Start
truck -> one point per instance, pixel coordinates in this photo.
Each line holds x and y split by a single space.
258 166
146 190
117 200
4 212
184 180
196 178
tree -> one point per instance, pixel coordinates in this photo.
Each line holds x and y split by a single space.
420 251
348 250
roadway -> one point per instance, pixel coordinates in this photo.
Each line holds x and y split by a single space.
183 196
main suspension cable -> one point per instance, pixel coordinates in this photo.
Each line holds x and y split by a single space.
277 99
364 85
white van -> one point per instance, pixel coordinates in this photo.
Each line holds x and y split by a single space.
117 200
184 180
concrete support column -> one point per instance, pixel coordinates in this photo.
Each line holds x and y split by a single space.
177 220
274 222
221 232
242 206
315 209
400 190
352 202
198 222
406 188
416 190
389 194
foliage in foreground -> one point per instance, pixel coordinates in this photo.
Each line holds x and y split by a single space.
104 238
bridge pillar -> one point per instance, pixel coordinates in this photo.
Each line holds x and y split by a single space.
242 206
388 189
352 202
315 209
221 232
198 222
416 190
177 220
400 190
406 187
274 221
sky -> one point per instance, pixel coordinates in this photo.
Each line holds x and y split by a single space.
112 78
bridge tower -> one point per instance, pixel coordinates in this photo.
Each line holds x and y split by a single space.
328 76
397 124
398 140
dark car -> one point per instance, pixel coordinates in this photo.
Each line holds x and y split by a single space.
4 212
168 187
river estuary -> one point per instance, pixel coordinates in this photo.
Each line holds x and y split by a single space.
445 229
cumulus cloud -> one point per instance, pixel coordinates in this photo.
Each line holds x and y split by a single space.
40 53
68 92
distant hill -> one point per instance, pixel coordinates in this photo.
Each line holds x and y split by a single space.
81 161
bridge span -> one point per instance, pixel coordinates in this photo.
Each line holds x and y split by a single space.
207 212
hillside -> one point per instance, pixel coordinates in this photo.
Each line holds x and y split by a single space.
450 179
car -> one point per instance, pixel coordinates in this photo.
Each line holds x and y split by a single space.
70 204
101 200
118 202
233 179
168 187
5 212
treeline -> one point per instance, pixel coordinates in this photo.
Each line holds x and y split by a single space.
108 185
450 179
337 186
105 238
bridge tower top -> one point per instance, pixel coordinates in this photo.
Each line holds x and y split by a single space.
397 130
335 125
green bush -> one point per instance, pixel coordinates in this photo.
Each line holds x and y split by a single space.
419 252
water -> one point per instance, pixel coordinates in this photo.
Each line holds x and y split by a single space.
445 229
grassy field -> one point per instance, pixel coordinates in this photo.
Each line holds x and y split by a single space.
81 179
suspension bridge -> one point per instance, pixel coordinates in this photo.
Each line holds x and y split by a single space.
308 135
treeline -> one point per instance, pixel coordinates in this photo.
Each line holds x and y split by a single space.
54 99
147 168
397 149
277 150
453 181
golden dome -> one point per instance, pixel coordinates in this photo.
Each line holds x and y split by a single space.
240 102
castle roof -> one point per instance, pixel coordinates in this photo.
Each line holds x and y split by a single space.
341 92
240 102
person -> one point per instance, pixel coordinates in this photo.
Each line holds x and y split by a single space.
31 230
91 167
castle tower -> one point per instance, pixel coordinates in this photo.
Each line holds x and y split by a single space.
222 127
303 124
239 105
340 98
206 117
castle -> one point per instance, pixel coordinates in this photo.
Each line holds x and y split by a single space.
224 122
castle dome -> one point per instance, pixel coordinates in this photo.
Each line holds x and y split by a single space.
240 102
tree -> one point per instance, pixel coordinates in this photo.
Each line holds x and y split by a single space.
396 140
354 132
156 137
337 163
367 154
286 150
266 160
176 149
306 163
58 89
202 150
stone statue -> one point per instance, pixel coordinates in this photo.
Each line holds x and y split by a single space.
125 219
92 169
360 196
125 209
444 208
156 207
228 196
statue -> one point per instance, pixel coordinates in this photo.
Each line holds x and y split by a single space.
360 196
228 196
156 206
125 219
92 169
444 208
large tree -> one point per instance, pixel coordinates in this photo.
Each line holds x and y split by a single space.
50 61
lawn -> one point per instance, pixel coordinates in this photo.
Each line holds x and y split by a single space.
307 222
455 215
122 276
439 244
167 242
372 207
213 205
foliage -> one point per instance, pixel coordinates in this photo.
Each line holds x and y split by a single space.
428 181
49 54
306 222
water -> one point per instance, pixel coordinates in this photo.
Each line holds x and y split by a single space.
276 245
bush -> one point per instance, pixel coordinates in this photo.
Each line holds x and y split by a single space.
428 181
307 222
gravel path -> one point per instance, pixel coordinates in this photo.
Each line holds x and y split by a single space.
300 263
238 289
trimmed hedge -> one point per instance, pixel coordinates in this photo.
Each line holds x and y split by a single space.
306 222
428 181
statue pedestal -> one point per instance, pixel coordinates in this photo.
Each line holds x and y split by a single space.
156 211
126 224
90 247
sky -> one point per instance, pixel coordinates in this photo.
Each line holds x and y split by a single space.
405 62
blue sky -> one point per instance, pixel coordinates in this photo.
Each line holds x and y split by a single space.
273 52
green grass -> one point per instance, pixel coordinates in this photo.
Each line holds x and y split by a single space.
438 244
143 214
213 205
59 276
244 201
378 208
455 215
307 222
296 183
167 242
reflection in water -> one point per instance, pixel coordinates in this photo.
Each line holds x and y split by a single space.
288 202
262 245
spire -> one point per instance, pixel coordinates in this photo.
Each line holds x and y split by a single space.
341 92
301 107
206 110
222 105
End
Directions — Everything in the listing above should be restated exactly.

Solved problem —
truck -> one point per instance, pixel coordinates in this photo.
Each line holds x and y split by a single space.
258 166
146 190
117 200
4 212
184 180
196 178
tree -> one point per instance, pixel coordinates in this photo.
Each line holds x and y split by a single space.
420 251
348 250
roadway -> one point per instance, pixel coordinates in this photo.
Each line holds x and y split by a single space.
183 196
main suspension cable -> one point per instance, pixel coordinates in this photo.
Each line holds x and y split by a single space.
277 99
364 85
white van -> one point per instance, pixel coordinates in this photo.
Each line holds x and y split by a single space.
117 200
184 180
concrete support column -> one point per instance, pixel coordinates in this photo.
Each line holds x and y split by a single space.
177 220
274 222
221 232
242 206
315 209
400 190
352 202
198 222
406 188
416 190
389 194
foliage in foreground -> one point per instance, pixel coordinates in this photo.
Each line holds x and y split by a single space.
104 238
bridge pillar -> one point per instance, pixel coordinates in this photo.
Each line holds x and y split by a single space.
242 206
388 189
352 202
315 209
221 232
198 222
416 190
177 220
400 190
406 187
274 221
sky -> one point per instance, pixel coordinates in this photo.
Each line holds x and y split by a single space.
112 78
bridge tower -> one point per instance, pixel coordinates in this photo.
Each line holds x and y split by a single space.
328 76
397 124
398 140
dark car -> one point per instance, pixel coordinates in this photo.
Each line holds x and y split by a single space.
4 212
168 187
river estuary -> one point per instance, pixel coordinates in this photo.
Each line holds x and y split by a single space.
445 229
cumulus cloud -> one point per instance, pixel coordinates in this photo.
Each line holds x and y split by a single space.
40 53
68 92
distant hill -> one point per instance, pixel coordinates in this photo.
Each line holds x and y split by a single space.
81 161
bridge span -> one point per instance, pixel coordinates in this photo.
Each line holds x and y split by a single space.
207 212
hillside -> one point per instance, pixel coordinates in this photo.
Each line holds x and y split by a single space.
450 179
car -> one point per instance, pixel coordinates in this photo.
Each line holds x and y split by a single space.
70 204
101 200
118 202
233 179
168 187
5 212
treeline -> one point per instance, pixel coordinates in this photo.
Each line holds x and y split by a single space.
108 185
450 179
337 186
105 238
bridge tower top -> one point per instance, pixel coordinates in this photo.
Each line holds x and y split by a single space.
397 130
335 125
green bush -> one point per instance, pixel coordinates in this photo.
Each line holds x and y split by a single space.
419 252
water -> one point per instance, pixel coordinates in this photo.
Each line holds x and y split by a single space.
445 229
grassy field -> one point per instance, pixel coordinates in this photo.
Each line holds x and y split by a single space.
81 179
suspension bridge -> one point per instance, pixel coordinates in this photo.
Each line holds x and y split by a single space.
308 135
treeline -> one point per instance, pixel coordinates in this photo.
Each line holds x and y split by a single space.
54 99
147 168
397 149
277 150
453 181
golden dome -> one point per instance, pixel coordinates in this photo.
Each line holds x and y split by a single space.
240 102
castle roof -> one point per instance, pixel coordinates in this photo.
Each line holds x and y split by a single space.
341 92
240 102
person -> one point per instance, pixel coordinates in this photo.
Each line holds x and y split by a single space.
31 230
91 167
castle tower -> one point per instance, pixel coordinates in this photo.
Each line holds x and y split by a single space.
222 127
303 124
239 105
340 98
206 117
castle -> one point per instance, pixel coordinates in this photo.
Each line holds x and y split by a single space.
224 122
castle dome -> one point per instance, pixel coordinates in this photo.
Each line holds x and y split by a single space.
240 102
tree -> one point per instance, pixel coordinates in this photo.
Each line holds x and y split by a single space.
396 140
354 132
156 137
337 163
367 154
286 150
266 160
176 149
306 163
58 89
202 150
stone statue -> one point per instance, pixel coordinates in this photo.
Each line holds x and y split by a single space.
125 219
92 169
360 196
125 209
444 208
156 207
228 196
statue -> one point per instance, pixel coordinates in this photo.
Each line holds x and y split by a single space.
360 196
228 196
156 206
125 219
92 169
444 208
large tree -> one point per instance, pixel coordinates in this photo.
Each line holds x and y split by a single space.
50 61
lawn -> one point per instance, pixel coordinates in this photo.
Each line holds x and y split by a single space.
307 222
455 215
122 276
439 244
167 242
372 207
213 205
foliage -> one point per instance, pixel coordinates in this photo.
Each line holds x and y split by a single space.
428 181
49 54
306 222
water -> one point per instance, pixel coordinates in this photo.
Each line holds x and y split by a single space.
276 245
bush -> one point per instance, pixel coordinates in this photo.
Each line holds x and y split by a single space.
428 181
307 222
gravel path -> one point per instance, pixel coordinates in this photo.
Each line holds x and y split by a single space.
300 263
238 289
trimmed hedge -> one point per instance, pixel coordinates in this photo.
Each line holds x and y split by a single space.
306 222
428 181
statue pedestal -> one point per instance, pixel coordinates in this photo.
Each line holds x and y split by a single space.
156 211
126 224
90 247
sky -> one point per instance, pixel coordinates in this photo.
Each line holds x and y split by a single space.
405 62
blue sky -> one point per instance, pixel coordinates in this photo.
Each line holds x and y split by a single space.
273 52
green grass -> one point per instance, pixel coordinates in this photo.
Each line holds x and y split by a single space.
438 244
143 214
213 205
59 276
244 201
378 208
455 215
307 222
296 183
167 242
reflection in water -> one point per instance, pixel coordinates in this photo.
Each line holds x and y split by a single space.
288 202
262 245
spire -> one point per instance, pixel coordinates in this photo.
Each line holds x and y split by a single space.
341 92
301 107
206 110
222 105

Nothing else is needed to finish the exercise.